> Extrait
----

Mais, en soi, cela ne sera pas suffisant. Nous croyons que les ministères doivent être beaucoup plus clairs au sujet de ce qu'ils tentent d'accomplir lorsqu'ils investissent dans les sciences et la technologie, que ce soit individuellement ou en partenariat avec d'autres ministères. La recherche fonction d'un mandat et axée sur les résultats est le principal thème de nos travaux depuis 1993, et c'est ce thème qui a été choisi par le gouvernement pour la stratégie. Même si on peut dire qu'il y a des signes encourageants, cette idée ne s'est pas encore implantée partout.
Des objectifs individuels et partagés, qui soient clairs, sont cependant nécessaires, mais ils ne constituent pas des conditions suffisantes de succès. La collaboration touchant les questions communes est tout aussi importante. À notre avis, la collaboration dans ce contexte signifie une action collective, c'est-à-dire qu'il faut travailler ensemble, former des partenariats et même partager.
Nous savons que cela est possible. Comme je l'ai déjà mentionné, la semaine dernière, nous avons communiqué les résultats de nos travaux sur la gestion du personnel scientifique au gouvernement fédéral. Dans le chapitre 9 du rapport d'avril, nous nous sommes déclarés satisfaits des efforts déployés par la communauté scientifique et technologique fédérale pour donner suite à nos préoccupations et à nos recommandations antérieures.
Bien que les membres de cette communauté doivent relever de grands défis—par exemple l'obtention de résultats concrets est encore à venir—ce qu'ils ont accompli jusqu'ici devrait les aider à régler les problèmes les plus sérieux touchant les ressources humaines, notamment le renouvellement et le rajeunissement du personnel scientifique et l'amélioration des capacités de gestion.
Les progrès obtenus jusqu'ici par la communauté des sciences et de la technologie sont attribuables, comme on peut s'y attendre, aux facteurs suivants: la collaboration entre le personnel et les gestionnaires scientifiques dans les ministères, le Secrétariat du Conseil du Trésor et les syndicats; des plans d'action bien conçus comprenant des priorités, des calendriers, des résultats attendus et des mesures de rendement; et une structure de gestion qui définit les responsabilités.

----

> Jeu de données
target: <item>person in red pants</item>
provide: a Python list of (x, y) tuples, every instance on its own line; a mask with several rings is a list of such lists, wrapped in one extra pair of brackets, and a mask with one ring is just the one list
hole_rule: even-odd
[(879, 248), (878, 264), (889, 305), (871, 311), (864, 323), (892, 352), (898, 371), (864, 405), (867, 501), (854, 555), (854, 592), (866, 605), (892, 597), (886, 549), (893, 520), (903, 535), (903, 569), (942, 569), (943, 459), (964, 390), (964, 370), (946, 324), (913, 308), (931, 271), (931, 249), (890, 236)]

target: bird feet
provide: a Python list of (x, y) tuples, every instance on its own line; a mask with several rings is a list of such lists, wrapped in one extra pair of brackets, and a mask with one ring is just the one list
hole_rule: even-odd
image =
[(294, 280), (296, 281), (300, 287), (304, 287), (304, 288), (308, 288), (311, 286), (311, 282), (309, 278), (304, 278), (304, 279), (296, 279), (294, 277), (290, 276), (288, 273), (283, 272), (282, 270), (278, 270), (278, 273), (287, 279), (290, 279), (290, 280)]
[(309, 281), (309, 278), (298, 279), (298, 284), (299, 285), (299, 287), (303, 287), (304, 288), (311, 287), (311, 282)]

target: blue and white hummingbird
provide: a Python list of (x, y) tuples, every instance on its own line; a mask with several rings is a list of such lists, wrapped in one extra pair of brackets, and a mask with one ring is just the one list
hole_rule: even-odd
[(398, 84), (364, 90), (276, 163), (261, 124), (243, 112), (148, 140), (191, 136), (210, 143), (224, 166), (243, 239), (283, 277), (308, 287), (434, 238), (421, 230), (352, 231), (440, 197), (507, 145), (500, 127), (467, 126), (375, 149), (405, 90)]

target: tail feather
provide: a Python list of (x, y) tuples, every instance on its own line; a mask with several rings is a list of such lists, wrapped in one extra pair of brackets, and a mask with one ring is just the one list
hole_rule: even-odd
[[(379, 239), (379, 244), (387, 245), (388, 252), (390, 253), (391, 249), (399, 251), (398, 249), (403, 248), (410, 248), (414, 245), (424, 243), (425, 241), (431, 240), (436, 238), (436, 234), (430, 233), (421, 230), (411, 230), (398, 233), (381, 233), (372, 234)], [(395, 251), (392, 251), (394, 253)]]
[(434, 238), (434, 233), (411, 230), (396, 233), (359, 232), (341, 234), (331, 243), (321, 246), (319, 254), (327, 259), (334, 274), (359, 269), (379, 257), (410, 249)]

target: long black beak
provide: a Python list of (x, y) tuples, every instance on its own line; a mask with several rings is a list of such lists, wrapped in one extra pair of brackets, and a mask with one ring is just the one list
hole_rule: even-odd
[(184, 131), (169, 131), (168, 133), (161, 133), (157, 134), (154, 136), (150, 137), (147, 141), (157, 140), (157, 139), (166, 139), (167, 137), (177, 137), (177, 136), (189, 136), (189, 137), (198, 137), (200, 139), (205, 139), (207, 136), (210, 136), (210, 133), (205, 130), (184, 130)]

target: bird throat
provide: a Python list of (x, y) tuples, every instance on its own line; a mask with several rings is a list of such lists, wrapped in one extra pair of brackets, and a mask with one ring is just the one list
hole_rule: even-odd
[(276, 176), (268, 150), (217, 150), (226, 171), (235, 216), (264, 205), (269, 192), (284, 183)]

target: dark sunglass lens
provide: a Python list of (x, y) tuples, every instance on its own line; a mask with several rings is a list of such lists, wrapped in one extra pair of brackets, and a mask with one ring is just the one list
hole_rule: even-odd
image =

----

> Consigne A
Ajoutez 32 à chaque coordonnée figurant dans les réponses, puis recopiez les lignes, demandes comprises, en commençant à la ligne qui contient "target: long black beak" et en terminant à la dernière ligne du jeu de données, ces deux bornes incluses.
> Consigne B
Poursuivez l'extrait sur les sciences et la technologie au gouvernement fédéral après sa dernière phrase.
L'extrait sur les sciences et la technologie au gouvernement fédéral et les lignes n'ont aucun rapport entre eux.

> Résultat final A
target: long black beak
provide: a Python list of (x, y) tuples, every instance on its own line; a mask with several rings is a list of such lists, wrapped in one extra pair of brackets, and a mask with one ring is just the one list
hole_rule: even-odd
[(216, 163), (201, 163), (200, 165), (193, 165), (189, 166), (186, 168), (182, 169), (179, 173), (189, 172), (189, 171), (198, 171), (199, 169), (209, 169), (209, 168), (221, 168), (221, 169), (230, 169), (232, 171), (237, 171), (239, 168), (242, 168), (242, 165), (237, 162), (216, 162)]

target: bird throat
provide: a Python list of (x, y) tuples, every instance on its own line; a mask with several rings is a list of such lists, wrapped in one extra pair of brackets, and a mask with one ring is just the one list
hole_rule: even-odd
[(308, 208), (300, 182), (249, 182), (258, 203), (267, 248), (296, 237), (301, 224), (316, 215)]

target: dark sunglass lens
provide: a Python list of (x, y) tuples, every instance on its own line; a mask with several rings is a list of such lists, wrapped in one extra pair of brackets, and a mask with one ring is just the one list
hole_rule: even-odd
image =

> Résultat final B
Mon observation finale est celle que vous devriez attendre du Bureau: la surveillance des parlementaires est vitale pour s'assurer que tout fonctionne comme il se doit. Dans l'état actuel des choses, en l'absence d'une connaissance suffisante de ce que les ministères tentent d'accomplir et en l'absence de bonnes mesures pour déterminer s'ils y parviennent de manière satisfaisante, il est difficile d'effectuer une surveillance valable.
Permettez-moi donc de suggérer que, dans le cadre de l'examen de l'importante question d'efficacité du système d'innovation nationale, le comité pose les questions suivantes au gouvernement:
Premièrement, quel est le rôle du gouvernement s'il veut aider à bâtir les systèmes d'innovation nationaux et régionaux, et où et comment agira-t-il pour obtenir les meilleurs résultats? Deuxièmement, quelle mesure le gouvernement prendra-t-il pour mener à terme la mise en oeuvre de sa stratégie en matière de sciences et de technologie, y compris le cadre connexe de gestion du personnel scientifique? Troisièmement, comment s'y prendra-t-il pour fournir au Parlement l'assurance que ces nouveaux systèmes de régie et de gestion des sciences et de la technologie, lorsqu'ils seront utilisés, donneront les résultats attendus?
Madame la présidente, voilà qui conclut notre exposé. C'est avec plaisir que nous répondrons aux questions du comité.
La présidente: Merci beaucoup monsieur Flageole.
Je vais donner la parole à M. Dubé.
[Français]
M. Antoine Dubé (Lévis-et-Chutes-de-la-Chaudière, BQ): Votre rapport est assez clair. Nous recevions hier les représentants de Statistique Canada et ils nous ont parlé d'un autre aspect. Votre rapport n'est pas très optimiste. Vous y soulevez des choses importantes.
J'ai lu le rapport d'avril 1999, et il y a un lien entre cela et la stratégie que nous étudions aujourd'hui. Vous signalez au chapitre 9 qu'il y a eu une diminution de 25 p. 100 du nombre de chercheurs. Est-ce un phénomène qui vous inquiète?
M. Richard Flageole: Cela nous inquiète beaucoup. Il y a un lien très étroit entre les activités de sciences et de technologie au gouvernement et le personnel scientifique, qui est au coeur de tout cela.
Comme nous le mentionnons dans le chapitre 9, à la suite de la revue des programmes et des réductions budgétaires qui ont lieu depuis 1994, environ 5 000 personnes ont quitté. Il faut cependant tenir compte du fait que 1 300 d'entre elles ont été transférées à la nouvelle Agence d'inspection des aliments. Il est toutefois nécessaire de combler ces postes.
• 0820
Nous mentionnons aussi que, selon les estimations des
ministères, 3 000 autres personnes
devraient quitter au cours des cinq prochaines années.
Donc, il y aura un besoin urgent de recruter du
personnel et de prendre les mesures nécessaires
pour le faire.
M. Antoine Dubé: Vous dites qu'il est nécessaire de définir davantage les priorités de la stratégie, mais vous ne dites pas qui devrait le faire. Pensez-vous au ministère? À qui pensez-vous?
M. Richard Flageole: Dans le document de la stratégie, le gouvernement s'est engagé assez clairement à effectuer une revue rigoureuse des priorités gouvernementales, comme nous le notons dans le chapitre 22. Il y a quand même certaines décisions qui ont été prises au cours des dernières années. Au cours des dernières années, on a créé, par exemple, la Fondation canadienne pour l'innovation et de nouvelles initiatives ont été lancées. Par contre, on avait plus ou moins d'information sur l'enveloppe existante.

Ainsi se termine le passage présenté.